Exercise material
########
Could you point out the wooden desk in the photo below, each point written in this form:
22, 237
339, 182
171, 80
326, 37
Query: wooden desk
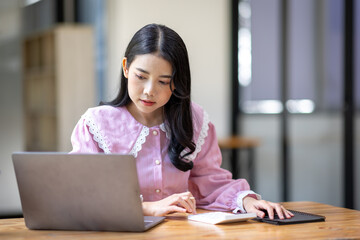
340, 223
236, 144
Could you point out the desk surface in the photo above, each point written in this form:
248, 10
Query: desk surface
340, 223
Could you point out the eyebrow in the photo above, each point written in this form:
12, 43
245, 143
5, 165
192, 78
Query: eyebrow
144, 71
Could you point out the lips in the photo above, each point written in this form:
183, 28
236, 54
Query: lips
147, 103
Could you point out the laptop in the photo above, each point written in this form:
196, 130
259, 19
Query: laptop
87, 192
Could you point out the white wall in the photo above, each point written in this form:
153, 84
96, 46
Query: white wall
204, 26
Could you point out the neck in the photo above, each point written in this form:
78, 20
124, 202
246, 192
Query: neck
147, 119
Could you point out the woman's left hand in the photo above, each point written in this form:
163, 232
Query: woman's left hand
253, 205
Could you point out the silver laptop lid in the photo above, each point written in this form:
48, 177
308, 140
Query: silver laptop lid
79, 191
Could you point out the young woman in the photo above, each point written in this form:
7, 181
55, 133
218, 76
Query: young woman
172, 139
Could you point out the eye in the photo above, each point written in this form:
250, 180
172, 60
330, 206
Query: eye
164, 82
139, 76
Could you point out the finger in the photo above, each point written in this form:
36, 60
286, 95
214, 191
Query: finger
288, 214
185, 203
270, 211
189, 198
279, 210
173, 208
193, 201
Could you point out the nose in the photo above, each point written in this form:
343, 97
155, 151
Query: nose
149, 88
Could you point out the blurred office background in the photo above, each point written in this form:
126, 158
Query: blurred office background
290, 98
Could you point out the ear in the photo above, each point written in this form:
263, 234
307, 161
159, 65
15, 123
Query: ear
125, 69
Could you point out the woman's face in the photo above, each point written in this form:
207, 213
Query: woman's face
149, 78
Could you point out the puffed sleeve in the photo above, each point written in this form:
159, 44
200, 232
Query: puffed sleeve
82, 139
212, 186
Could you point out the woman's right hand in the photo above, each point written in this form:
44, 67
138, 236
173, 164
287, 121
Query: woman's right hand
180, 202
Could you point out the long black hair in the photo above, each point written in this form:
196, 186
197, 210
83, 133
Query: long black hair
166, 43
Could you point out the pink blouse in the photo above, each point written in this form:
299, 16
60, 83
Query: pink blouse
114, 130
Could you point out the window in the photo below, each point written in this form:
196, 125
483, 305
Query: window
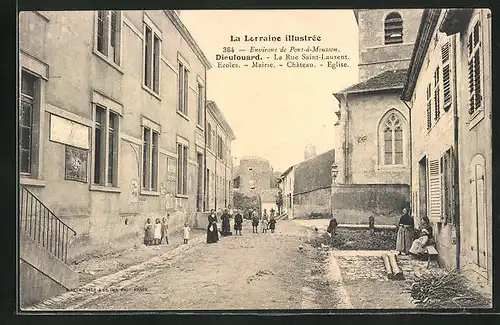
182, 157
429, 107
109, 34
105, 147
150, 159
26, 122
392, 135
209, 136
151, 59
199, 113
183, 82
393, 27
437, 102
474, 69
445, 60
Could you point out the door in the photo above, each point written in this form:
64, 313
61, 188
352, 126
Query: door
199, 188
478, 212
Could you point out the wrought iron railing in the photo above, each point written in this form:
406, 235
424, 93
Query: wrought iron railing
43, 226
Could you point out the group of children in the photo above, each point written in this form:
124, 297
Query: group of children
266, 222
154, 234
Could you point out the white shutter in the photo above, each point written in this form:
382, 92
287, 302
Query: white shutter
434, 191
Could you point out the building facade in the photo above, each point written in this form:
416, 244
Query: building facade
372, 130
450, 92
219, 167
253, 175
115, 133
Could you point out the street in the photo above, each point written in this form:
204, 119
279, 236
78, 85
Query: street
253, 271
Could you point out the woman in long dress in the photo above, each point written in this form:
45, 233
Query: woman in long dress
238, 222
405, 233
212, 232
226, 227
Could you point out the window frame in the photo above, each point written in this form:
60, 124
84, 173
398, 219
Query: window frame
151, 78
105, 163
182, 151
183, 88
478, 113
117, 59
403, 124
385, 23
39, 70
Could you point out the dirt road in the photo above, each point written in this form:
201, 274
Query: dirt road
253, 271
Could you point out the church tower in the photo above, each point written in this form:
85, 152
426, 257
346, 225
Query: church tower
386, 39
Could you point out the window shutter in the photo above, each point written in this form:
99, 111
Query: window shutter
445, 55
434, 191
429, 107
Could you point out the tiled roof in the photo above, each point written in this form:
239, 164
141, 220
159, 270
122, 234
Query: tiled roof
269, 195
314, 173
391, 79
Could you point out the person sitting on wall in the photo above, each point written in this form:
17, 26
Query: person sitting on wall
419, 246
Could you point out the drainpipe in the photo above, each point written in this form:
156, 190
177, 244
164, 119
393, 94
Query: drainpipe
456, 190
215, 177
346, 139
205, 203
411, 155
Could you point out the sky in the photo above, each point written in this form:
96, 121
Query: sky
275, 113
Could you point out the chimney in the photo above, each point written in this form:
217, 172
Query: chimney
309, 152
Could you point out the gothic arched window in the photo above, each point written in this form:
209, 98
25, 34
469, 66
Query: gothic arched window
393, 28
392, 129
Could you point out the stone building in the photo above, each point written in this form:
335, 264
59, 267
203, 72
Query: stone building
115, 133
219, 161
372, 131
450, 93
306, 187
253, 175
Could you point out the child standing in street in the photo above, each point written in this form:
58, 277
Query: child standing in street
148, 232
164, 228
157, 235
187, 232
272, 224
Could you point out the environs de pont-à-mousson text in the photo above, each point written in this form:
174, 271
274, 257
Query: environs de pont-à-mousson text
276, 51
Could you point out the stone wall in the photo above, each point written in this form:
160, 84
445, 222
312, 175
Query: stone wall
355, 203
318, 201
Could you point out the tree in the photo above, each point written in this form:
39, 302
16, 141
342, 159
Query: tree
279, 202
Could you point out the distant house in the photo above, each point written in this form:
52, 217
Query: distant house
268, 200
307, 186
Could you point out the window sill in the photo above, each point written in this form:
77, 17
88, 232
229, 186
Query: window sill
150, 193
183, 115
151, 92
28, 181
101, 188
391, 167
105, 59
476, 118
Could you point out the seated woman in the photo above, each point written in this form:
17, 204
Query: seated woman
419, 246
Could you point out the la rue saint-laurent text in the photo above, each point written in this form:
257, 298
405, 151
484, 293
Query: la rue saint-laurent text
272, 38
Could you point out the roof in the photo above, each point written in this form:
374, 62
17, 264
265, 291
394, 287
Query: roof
########
What to do
Copy out the whole listing above word for word, leaving out the pictures.

Correct output
Could you point out the wooden desk in the photo below, each point written in this form:
22, 237
339, 182
171, 80
326, 37
Query: wooden desk
340, 223
236, 144
Could you point out the desk surface in the photo above, each point written in this form:
248, 10
Query: desk surface
340, 223
Could you point out the eyebrow in the photo above, each point written in this form:
12, 43
245, 143
5, 165
192, 78
Query: eyebrow
144, 71
Could you point out the lips in the photo above, each point written in this form:
183, 28
236, 54
Query: lips
147, 103
Could you point out the laptop in the photo above, each point written in this form:
196, 130
259, 19
Query: laptop
87, 192
Could you point out the white wall in the photo above, each point written in this form:
153, 84
96, 46
Query: white wall
204, 26
Could you point out the neck in the photo above, each point written in this form:
78, 20
124, 202
246, 192
Query: neck
147, 119
Could you point out the woman's left hand in the photo above, each point written in this form:
163, 232
Query: woman's left hand
253, 205
Could you point out the silver laptop lid in the photo above, each point written in this form:
48, 177
308, 140
Query: silver laptop lid
79, 191
Could you point out the young woman in the photo above, each point written in this form:
7, 181
55, 133
218, 76
Query: young woman
172, 139
Could you point out the eye in the photo above, each point written in this form:
250, 180
172, 60
330, 206
Query: eye
164, 82
139, 76
Could you point out the finger in the photo above, each point written in this form:
36, 60
286, 95
214, 191
Query: finger
288, 214
185, 203
270, 211
189, 198
279, 210
173, 208
193, 201
Could you point out the nose in the photo above, each point written in this form:
343, 97
155, 151
Query: nose
149, 88
Could you point out the blurred office background in the photo above, each point written in this form:
126, 158
Query: blurred office background
290, 98
Could you point out the ear in the photo above, each point written in this form:
263, 234
307, 161
159, 65
15, 123
Query: ear
125, 69
Could you point out the woman's face in the photo above, each point written in this form:
207, 213
Query: woman's face
149, 78
Could you point out the puffed sleeve in the photo above, each point written in this form:
159, 44
200, 232
Query: puffed sleeve
82, 139
212, 186
Could you point out the woman's right hand in the photo above, each point written in this form:
44, 67
138, 236
173, 164
287, 121
Query: woman's right hand
180, 202
Could you point out the long black hair in the photo above, each point written in this form:
196, 186
197, 210
83, 133
Query: long black hair
166, 43
Could you point out the pink blouse in the photo above, each point written in this form:
299, 16
60, 83
Query: pink blouse
114, 130
Could you point out the window in the photo below, each point written in this form:
196, 125
483, 305
Query: window
182, 157
429, 107
109, 34
105, 147
150, 159
26, 122
392, 135
209, 136
151, 59
199, 113
183, 82
393, 27
437, 102
474, 69
445, 60
Could you point out the door in the photo above, each point written in this form:
64, 313
61, 188
352, 126
Query: door
199, 188
478, 212
Could you point out the wrought iron railing in the photo above, each point written in this form:
406, 235
424, 93
Query: wrought iron railing
43, 226
Could you point out the group of children in the photo above, each point written in this form:
124, 297
Query: group of children
266, 222
154, 234
Could you point out the white shutter in the photo above, each point written in this form:
382, 92
287, 302
Query: white shutter
434, 191
Could you point out the building facade in the photo above, each point written in this form:
416, 244
Query: building facade
372, 130
450, 92
219, 167
253, 175
115, 133
Could you point out the street in the photo above, each point written in this form:
204, 119
279, 236
78, 85
Query: street
253, 271
Could you point out the woman in long dress in the photo above, each point written in this form:
45, 233
Query: woman in long dress
238, 222
405, 233
212, 232
226, 227
Could you point out the window frame in the photo above, each point written in this form:
60, 124
84, 173
398, 219
Query: window frame
151, 78
105, 163
182, 151
183, 88
478, 113
117, 59
403, 124
385, 23
39, 70
Could you point out the dirt road in the photo above, each point written in this form:
201, 274
Query: dirt road
253, 271
Could you point out the church tower in the photo above, each point written in this form:
85, 152
426, 257
346, 225
Query: church tower
386, 39
Could you point out the window shutter in the photo above, each point written in this form:
99, 111
Query: window shutter
445, 55
434, 191
429, 107
Could you point out the tiled roof in the photo above, each point written in this form:
239, 164
141, 220
159, 270
122, 234
Query: tiled roof
269, 195
314, 173
391, 79
Could you point out the person sitting on wall in the photo above, each point written in this form:
17, 26
Query: person sitting on wall
419, 246
Could you point out the drainpipe in the photo above, each point written in this form:
156, 190
177, 244
164, 119
393, 94
Query: drainpipe
456, 190
215, 177
346, 139
205, 203
411, 155
Could you point out the sky in the photo above, each point written in this form:
96, 121
Query: sky
275, 113
Could you point out the chimney in the photo above, each point written in this form:
217, 172
Query: chimney
309, 152
Could you point out the gothic arched window in the photo above, each point written in this form:
209, 98
25, 34
469, 66
Query: gothic arched window
393, 28
392, 129
Could you point out the stone building in the photo above, each point written in this form:
335, 264
59, 267
203, 72
Query: stone building
115, 133
219, 161
372, 131
450, 93
306, 187
253, 175
Could you point out the child standing in street in the photo above, each point written in this form:
58, 277
Query: child standing in street
148, 232
164, 228
157, 235
187, 232
272, 224
Could you point out the environs de pont-à-mousson text in the photo above, each point written in this form:
174, 271
274, 257
Query: environs de pont-à-mousson text
276, 51
Could you point out the stone wall in the photo above, each point written in this form:
160, 84
445, 222
312, 175
Query: stone wall
355, 203
318, 201
Could you point out the tree in the photo above, each point written in this form:
39, 302
16, 141
342, 159
Query: tree
279, 202
Could you point out the distant house in the photo above, each point written in this form:
52, 217
Query: distant house
268, 200
307, 186
Could you point out the window sill in the photo above, each point written in this form:
77, 17
88, 232
229, 186
Query: window sill
150, 193
183, 115
151, 92
28, 181
101, 188
391, 167
105, 59
476, 118
Could you point out the seated woman in the photo above, each point written in this form:
17, 204
Query: seated woman
419, 246
Could you point out the la rue saint-laurent text in the photo above, each point written in this form:
257, 298
405, 151
484, 293
Query: la rue saint-laurent text
272, 38
Could you point out the roof in the photo above, each point written in this form:
374, 62
17, 264
265, 291
394, 287
Query: roof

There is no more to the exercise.